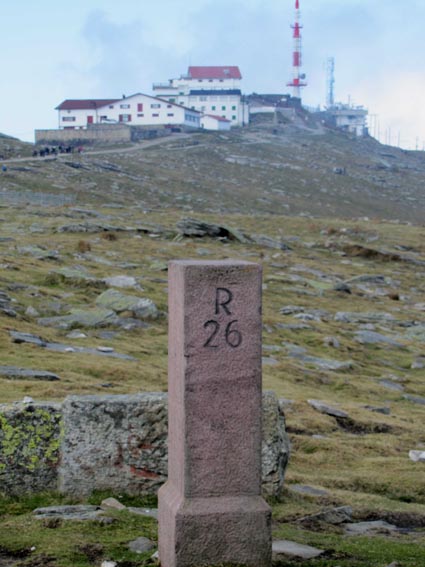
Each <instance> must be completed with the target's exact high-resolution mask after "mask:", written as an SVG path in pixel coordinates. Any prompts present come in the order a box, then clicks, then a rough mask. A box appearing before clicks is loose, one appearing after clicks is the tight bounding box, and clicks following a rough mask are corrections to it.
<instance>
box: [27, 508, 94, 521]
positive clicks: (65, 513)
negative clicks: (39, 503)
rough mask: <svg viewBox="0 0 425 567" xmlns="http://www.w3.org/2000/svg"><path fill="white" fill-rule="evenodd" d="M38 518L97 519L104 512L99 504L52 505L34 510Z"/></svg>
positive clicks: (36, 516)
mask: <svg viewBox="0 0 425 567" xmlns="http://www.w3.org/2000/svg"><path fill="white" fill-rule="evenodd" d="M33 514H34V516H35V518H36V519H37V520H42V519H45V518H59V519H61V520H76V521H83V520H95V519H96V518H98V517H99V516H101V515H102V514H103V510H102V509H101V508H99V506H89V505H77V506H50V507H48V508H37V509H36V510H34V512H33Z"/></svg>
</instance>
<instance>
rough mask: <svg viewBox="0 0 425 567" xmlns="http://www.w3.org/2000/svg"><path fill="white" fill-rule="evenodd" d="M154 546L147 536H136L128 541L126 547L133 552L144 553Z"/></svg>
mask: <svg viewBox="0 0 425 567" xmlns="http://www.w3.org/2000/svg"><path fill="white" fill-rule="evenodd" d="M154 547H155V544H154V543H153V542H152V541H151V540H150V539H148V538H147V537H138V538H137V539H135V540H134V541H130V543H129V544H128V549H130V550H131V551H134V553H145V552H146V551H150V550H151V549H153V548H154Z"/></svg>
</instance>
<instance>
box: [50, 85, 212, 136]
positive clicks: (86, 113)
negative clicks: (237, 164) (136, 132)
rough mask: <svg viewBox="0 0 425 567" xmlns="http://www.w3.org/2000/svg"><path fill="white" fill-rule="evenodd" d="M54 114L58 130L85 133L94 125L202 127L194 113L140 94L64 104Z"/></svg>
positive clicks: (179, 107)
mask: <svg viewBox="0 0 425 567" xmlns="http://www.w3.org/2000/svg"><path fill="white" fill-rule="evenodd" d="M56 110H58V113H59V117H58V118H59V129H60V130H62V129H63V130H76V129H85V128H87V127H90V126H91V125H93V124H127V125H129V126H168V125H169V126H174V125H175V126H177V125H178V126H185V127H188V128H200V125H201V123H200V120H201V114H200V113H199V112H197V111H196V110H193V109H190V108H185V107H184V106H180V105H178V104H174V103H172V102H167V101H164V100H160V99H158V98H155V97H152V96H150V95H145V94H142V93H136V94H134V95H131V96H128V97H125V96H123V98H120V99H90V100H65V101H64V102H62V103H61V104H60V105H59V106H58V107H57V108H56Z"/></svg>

==

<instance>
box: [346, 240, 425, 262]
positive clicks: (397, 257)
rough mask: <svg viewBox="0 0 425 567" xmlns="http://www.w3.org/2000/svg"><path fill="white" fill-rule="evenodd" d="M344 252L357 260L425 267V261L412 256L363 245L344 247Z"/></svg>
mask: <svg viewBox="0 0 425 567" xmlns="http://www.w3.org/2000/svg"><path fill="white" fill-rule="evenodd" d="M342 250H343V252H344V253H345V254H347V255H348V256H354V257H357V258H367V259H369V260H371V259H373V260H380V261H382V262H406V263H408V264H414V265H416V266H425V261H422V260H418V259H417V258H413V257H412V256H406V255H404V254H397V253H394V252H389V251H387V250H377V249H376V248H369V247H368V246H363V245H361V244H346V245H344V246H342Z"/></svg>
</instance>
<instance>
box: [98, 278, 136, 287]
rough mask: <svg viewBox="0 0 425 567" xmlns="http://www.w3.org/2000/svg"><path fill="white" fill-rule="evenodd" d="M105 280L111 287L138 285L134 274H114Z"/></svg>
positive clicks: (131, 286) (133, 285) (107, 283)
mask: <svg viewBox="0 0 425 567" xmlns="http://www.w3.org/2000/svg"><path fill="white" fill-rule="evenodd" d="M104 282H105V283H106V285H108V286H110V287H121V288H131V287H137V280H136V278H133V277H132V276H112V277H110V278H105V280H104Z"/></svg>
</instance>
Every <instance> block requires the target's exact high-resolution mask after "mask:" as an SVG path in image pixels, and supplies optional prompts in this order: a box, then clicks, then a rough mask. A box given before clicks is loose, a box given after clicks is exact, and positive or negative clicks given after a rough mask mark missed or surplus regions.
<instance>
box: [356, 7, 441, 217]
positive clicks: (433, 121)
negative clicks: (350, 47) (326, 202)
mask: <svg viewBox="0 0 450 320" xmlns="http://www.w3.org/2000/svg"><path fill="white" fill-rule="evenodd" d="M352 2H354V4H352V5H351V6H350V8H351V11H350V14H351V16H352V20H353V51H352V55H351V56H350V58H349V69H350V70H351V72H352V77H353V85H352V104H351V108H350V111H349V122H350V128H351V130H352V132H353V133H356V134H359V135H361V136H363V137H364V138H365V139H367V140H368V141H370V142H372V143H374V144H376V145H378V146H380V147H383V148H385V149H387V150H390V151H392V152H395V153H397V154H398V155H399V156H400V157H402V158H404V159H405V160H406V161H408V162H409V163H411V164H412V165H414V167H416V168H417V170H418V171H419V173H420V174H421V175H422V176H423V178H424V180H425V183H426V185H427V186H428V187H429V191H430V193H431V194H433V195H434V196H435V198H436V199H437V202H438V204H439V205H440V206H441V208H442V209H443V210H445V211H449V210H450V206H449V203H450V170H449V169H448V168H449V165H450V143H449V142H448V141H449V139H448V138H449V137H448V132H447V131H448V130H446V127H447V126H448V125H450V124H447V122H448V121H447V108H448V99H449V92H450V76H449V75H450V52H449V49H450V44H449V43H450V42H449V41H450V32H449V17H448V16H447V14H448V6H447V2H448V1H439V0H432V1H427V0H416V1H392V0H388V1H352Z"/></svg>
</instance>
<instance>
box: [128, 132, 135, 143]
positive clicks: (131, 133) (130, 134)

== Directions for this task ==
How many lines in the entries above contain the string "rough"? Case counts, and your reply should be the number alone.

== Your response ==
7